What you have to do ▸ Write out, word for word, only the lines from the one with "Where can the air" to the end of the data below.

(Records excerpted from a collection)

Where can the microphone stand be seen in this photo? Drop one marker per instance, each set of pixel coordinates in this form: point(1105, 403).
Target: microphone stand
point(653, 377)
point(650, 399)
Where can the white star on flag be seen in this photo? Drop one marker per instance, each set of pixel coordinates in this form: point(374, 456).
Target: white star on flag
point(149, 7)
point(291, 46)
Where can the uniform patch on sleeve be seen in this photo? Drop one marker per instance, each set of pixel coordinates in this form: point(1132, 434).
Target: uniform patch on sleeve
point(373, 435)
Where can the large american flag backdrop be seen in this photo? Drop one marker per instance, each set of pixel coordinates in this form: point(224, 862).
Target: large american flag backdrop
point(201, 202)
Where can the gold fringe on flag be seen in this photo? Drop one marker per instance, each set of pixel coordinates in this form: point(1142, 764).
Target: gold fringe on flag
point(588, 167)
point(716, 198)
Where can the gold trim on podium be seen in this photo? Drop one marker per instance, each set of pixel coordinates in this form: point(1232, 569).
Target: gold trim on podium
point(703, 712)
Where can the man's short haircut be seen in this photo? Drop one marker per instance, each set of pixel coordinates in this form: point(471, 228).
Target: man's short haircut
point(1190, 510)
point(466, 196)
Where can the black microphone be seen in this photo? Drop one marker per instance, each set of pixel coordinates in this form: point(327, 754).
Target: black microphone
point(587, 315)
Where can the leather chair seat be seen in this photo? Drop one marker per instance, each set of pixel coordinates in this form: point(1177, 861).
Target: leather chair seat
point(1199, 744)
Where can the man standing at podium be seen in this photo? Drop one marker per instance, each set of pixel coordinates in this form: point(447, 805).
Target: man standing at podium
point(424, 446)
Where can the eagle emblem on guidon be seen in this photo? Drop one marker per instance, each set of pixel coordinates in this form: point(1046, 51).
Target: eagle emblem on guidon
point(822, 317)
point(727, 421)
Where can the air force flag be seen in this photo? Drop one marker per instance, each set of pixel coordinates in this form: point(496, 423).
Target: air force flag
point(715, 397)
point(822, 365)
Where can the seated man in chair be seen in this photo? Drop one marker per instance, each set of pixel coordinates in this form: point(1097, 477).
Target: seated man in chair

Solution to this problem ▸
Where can the air force flag be seen in this photo? Drop one marker per instance, each set of pixel coordinates in this form: point(496, 423).
Target: air force flag
point(715, 397)
point(822, 365)
Where can the seated man in chair be seen in this photo? Drop one marker per instance, each set of pixel coordinates in this form: point(1097, 477).
Target: seated man in chair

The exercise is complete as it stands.